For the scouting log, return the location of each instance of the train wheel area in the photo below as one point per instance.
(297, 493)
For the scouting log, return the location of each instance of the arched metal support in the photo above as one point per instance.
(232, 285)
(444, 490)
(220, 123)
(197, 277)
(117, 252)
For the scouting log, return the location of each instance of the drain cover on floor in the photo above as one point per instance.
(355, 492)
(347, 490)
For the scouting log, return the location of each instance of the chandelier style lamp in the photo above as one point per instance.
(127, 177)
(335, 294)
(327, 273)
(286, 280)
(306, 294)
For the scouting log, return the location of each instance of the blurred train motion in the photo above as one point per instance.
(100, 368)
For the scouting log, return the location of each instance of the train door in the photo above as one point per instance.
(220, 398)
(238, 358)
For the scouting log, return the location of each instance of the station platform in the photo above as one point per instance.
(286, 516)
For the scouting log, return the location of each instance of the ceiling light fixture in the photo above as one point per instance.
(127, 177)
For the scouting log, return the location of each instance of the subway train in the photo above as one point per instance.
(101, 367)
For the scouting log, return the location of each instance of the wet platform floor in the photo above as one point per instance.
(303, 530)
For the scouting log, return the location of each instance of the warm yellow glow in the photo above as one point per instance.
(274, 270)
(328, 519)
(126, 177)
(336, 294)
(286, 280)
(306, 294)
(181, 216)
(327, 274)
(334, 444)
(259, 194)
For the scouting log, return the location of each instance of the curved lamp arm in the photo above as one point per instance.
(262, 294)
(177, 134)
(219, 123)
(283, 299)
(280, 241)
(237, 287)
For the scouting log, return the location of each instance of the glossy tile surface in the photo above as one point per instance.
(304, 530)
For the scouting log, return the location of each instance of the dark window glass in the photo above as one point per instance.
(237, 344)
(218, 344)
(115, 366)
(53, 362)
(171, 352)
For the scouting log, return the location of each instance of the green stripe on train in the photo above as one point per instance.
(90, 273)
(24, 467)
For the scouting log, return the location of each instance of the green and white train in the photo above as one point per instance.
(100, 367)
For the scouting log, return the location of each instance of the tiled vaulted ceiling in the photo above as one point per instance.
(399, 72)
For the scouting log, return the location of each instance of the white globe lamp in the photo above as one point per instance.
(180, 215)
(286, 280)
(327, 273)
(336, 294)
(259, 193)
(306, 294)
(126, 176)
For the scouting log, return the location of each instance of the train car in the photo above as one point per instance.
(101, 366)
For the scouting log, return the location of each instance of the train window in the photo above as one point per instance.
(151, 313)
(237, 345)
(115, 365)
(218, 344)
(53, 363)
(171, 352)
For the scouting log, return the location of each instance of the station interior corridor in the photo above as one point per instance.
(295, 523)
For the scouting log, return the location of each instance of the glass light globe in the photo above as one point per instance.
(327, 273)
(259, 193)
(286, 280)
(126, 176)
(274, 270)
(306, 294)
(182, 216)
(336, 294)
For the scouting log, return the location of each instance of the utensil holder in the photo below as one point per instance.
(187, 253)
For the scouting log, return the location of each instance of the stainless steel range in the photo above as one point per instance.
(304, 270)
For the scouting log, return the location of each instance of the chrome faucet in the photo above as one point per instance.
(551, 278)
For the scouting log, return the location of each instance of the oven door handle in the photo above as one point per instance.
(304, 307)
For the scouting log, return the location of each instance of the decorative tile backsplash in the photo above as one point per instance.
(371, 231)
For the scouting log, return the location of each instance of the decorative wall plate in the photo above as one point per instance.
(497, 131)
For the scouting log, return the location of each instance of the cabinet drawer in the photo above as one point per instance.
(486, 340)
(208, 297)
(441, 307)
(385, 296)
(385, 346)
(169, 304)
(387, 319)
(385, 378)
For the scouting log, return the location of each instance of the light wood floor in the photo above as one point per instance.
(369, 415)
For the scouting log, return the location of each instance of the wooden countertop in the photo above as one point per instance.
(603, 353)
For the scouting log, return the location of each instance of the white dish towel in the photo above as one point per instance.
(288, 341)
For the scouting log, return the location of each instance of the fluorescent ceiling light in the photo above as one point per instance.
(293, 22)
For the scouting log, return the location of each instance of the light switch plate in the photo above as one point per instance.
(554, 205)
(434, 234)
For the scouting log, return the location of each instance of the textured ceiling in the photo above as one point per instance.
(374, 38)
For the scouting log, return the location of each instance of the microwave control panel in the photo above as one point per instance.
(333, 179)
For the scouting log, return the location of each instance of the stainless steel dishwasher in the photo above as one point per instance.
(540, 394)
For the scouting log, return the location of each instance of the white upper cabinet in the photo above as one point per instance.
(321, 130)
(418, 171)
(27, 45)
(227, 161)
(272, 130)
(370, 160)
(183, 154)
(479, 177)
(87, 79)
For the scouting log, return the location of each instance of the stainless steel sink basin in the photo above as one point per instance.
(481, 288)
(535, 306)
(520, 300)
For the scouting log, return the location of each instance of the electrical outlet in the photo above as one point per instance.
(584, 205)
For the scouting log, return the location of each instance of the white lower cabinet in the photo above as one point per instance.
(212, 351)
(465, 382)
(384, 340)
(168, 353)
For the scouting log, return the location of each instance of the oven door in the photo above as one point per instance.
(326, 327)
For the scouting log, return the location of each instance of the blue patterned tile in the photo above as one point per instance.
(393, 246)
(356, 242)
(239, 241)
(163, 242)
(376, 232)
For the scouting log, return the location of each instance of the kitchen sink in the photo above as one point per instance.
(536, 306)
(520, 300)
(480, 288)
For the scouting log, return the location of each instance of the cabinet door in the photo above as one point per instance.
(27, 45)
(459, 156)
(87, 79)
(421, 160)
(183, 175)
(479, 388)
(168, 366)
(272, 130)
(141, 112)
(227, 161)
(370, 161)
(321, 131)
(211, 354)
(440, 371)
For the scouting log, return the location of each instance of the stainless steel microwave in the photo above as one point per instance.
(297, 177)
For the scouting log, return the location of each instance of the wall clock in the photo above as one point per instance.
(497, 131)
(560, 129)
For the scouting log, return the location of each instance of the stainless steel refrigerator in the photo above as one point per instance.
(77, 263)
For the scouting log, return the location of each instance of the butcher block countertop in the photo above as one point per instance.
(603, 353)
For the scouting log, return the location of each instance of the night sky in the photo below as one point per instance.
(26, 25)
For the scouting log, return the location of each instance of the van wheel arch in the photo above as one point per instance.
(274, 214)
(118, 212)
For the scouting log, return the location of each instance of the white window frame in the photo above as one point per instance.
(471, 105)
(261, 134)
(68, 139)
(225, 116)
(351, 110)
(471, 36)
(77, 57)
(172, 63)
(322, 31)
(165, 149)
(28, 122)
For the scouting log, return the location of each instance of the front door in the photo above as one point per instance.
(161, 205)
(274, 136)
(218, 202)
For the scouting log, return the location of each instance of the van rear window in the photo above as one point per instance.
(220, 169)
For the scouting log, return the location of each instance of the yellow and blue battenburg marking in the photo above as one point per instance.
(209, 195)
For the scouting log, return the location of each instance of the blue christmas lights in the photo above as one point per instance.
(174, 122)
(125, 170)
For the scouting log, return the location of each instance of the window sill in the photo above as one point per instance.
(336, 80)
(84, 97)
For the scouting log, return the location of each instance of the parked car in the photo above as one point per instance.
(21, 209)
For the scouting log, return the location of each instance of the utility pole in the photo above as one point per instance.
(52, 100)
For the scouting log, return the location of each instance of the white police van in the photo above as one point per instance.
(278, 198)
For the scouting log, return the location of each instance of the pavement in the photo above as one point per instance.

▬▬▬

-- STATED GOAL --
Type the material above out again, exactly.

-- ANSWER TO THIS EXERCISE --
For the scouting log, return the location of each instance of the train wheel area in the photo below as one point per instance.
(297, 493)
For the scouting log, return the location of each instance of the arched metal support in the photo above as one point per instance.
(232, 285)
(444, 490)
(220, 123)
(197, 277)
(117, 252)
For the scouting log, return the location of each instance of the drain cover on floor in the photo above as one point per instance.
(355, 492)
(347, 490)
For the scouting log, return the location of each instance of the chandelier style lamp in the photo above as one point per instance.
(127, 177)
(335, 294)
(327, 273)
(286, 280)
(306, 294)
For the scouting log, return the location of each instance of the blurred train motion in the photo above as one point per instance.
(100, 368)
For the scouting log, return the location of each instance of the train door in the photo above as one point per instance.
(220, 398)
(238, 358)
For the scouting log, return the location of each instance of the station platform in the photo above as one point per instance.
(286, 516)
For the scouting log, return the location of each instance of the ceiling light fixture in the photo above as one point per instance.
(127, 177)
For the scouting log, return the location of each instance of the subway train in the photo above as one point per instance.
(101, 367)
For the scouting log, return the location of each instance of the wet platform floor in the photo above as one point per instance.
(303, 530)
For the scouting log, return the location of each instance of the warm yellow glow in the photo above as one point per instance.
(274, 270)
(328, 519)
(126, 177)
(336, 294)
(286, 280)
(306, 294)
(181, 216)
(327, 274)
(334, 444)
(259, 194)
For the scouting log, return the location of each instance of the curved lamp arm in the photo above as one point per instance.
(262, 294)
(177, 134)
(219, 123)
(283, 299)
(280, 241)
(237, 287)
For the scouting log, return the location of each instance of the glossy tile surface in the photo above as one point per instance.
(304, 530)
For the scouting log, return the location of each instance of the dark window glass in the photo above as one point per instance.
(237, 344)
(218, 344)
(115, 366)
(53, 362)
(171, 352)
For the scouting log, return the location of each instance of the green stripe on train in the photo above as one point per instance.
(90, 273)
(24, 467)
For the scouting log, return the location of each instance of the green and white train in the photo above as one point per instance.
(100, 367)
For the scouting log, return the location of each instance of the tiled vaulted ceiling in the photo above as one point per instance.
(399, 72)
For the scouting log, return the location of each instance of the white globe lamp in the photo above as one point per instance.
(180, 215)
(286, 280)
(327, 273)
(336, 294)
(259, 193)
(306, 294)
(126, 176)
For the scouting log, return the location of each instance of the train car in the photo above as one point per instance.
(101, 366)
For the scouting log, return the location of each instance of the train window in the photo above as one point per instance.
(151, 313)
(237, 345)
(115, 365)
(218, 344)
(53, 363)
(171, 352)
For the scouting log, return the location of each instance of the station interior corridor in the photo above as one point per instance.
(295, 523)
For the scouting log, return the location of each instance of the glass light globe in the photo above as one point per instance.
(327, 273)
(259, 193)
(286, 280)
(126, 176)
(274, 270)
(306, 294)
(182, 216)
(336, 294)
For the scouting log, return the location of each instance of the utensil holder in the photo below as one point per instance.
(187, 253)
For the scouting log, return the location of each instance of the stainless steel range in the photo above as one point per instance.
(304, 270)
For the scouting log, return the location of each instance of the chrome faucet in the photo above as one point per instance.
(551, 278)
For the scouting log, return the location of each instance of the oven door handle in the photo above as one point per instance.
(304, 307)
For the scouting log, return the location of each instance of the decorative tile backsplash in the photo above as one point per instance.
(371, 231)
For the scouting log, return the location of each instance of the decorative wall plate in the photo above as one point per instance.
(497, 131)
For the scouting log, return the location of each instance of the cabinet drawer in the photo above as one point per instance.
(486, 340)
(208, 297)
(441, 307)
(385, 296)
(385, 346)
(169, 304)
(387, 319)
(385, 378)
For the scouting log, return the location of each instance of the light wood floor in the photo above as one point per instance.
(369, 415)
For the scouting log, return the location of each instance of the wooden countertop in the photo above as one point per instance.
(603, 353)
For the scouting log, return the location of each instance of the white dish towel in the photo above as one point per instance.
(288, 341)
For the scouting log, return the location of each instance of the fluorescent ceiling light in the photo above as one point per instance.
(293, 22)
For the scouting log, return the location of each instance of the light switch plate in the photo above as one point per instance.
(554, 205)
(434, 234)
For the scouting log, return the location of each instance of the textured ceiling in the photo above as one point per instance.
(374, 38)
For the scouting log, return the location of each instance of the microwave control panel in the photo above as one point per instance.
(333, 179)
For the scouting log, return the location of each instance of the stainless steel dishwasher in the photo above as one point per instance.
(540, 394)
For the scouting log, return the location of each instance of the white upper cabinet in the photo above as one point per instance.
(321, 130)
(418, 171)
(27, 45)
(227, 161)
(272, 130)
(370, 160)
(183, 154)
(479, 177)
(87, 79)
For the scouting log, return the location of each instance of the stainless steel sink basin in the photo above as one point per instance.
(481, 288)
(535, 306)
(520, 300)
For the scouting log, return the location of each instance of the electrical outlet in the photo above as one point per instance.
(584, 205)
For the scouting log, return the location of each instance of the white lower cabinet in the photo above as one point per instance.
(212, 351)
(465, 382)
(384, 340)
(168, 353)
For the scouting log, return the location of each instance of the oven door in the photo above as one point per instance.
(326, 327)
For the scouting log, return the location of each instance of the blue patterned tile in the photo above as one point per instance.
(393, 246)
(356, 242)
(239, 241)
(163, 242)
(376, 232)
For the scouting log, return the location of each instance of the kitchen sink in the photo above as one point per instance.
(536, 306)
(520, 300)
(480, 288)
For the scouting log, return the location of each instance of the cabinet door in the photo above as one point per instance.
(27, 45)
(459, 156)
(87, 79)
(421, 160)
(183, 175)
(479, 388)
(168, 366)
(272, 130)
(141, 112)
(227, 161)
(370, 161)
(321, 131)
(211, 354)
(440, 371)
For the scouting log, return the location of each instance of the stainless steel microwave in the photo above as one point per instance.
(297, 177)
For the scouting log, return the location of each instance of the wall clock in the photo above as one point per instance.
(497, 131)
(560, 129)
For the scouting log, return the location of each instance of the stainless steel refrigerator in the photo above as one point per instance.
(77, 263)
For the scouting log, return the location of each instance of the butcher block countertop in the photo above as one point per instance.
(603, 353)
For the scouting log, return the location of each instance of the night sky in the photo below as one point per instance.
(26, 25)
For the scouting log, return the location of each instance of the van wheel arch in the photo above as one point per instance.
(274, 214)
(118, 212)
For the scouting log, return the location of each instance of the white window frame in the photo above as one point per instance.
(471, 105)
(261, 134)
(68, 139)
(225, 116)
(351, 110)
(471, 36)
(77, 57)
(172, 63)
(322, 31)
(165, 149)
(28, 122)
For the scouting log, return the location of each instance of the front door in the photo above as one point per instance.
(161, 205)
(274, 136)
(218, 202)
For the scouting log, return the location of each instance of the van rear window in the photo above as one point per instance.
(220, 169)
For the scouting log, return the location of each instance of the yellow and blue battenburg marking in the photo above as one point per instance.
(209, 195)
For the scouting log, return the location of each instance of the blue christmas lights in the photo above as one point per instance.
(174, 122)
(125, 170)
For the scouting log, return the location of each instance of the window sill in the photo above as one point per instance.
(336, 80)
(84, 97)
For the scouting log, return the location of each instance of the parked car in the photo above as one point per instance.
(21, 209)
For the scouting log, return the location of each instance of the utility pole in the photo above as one point per instance.
(52, 100)
For the scouting log, return the location of each instance of the white police van in the photo above as one point per instance.
(278, 198)
For the scouting log, return the location of each instance of the pavement in the photo above as one point per instance.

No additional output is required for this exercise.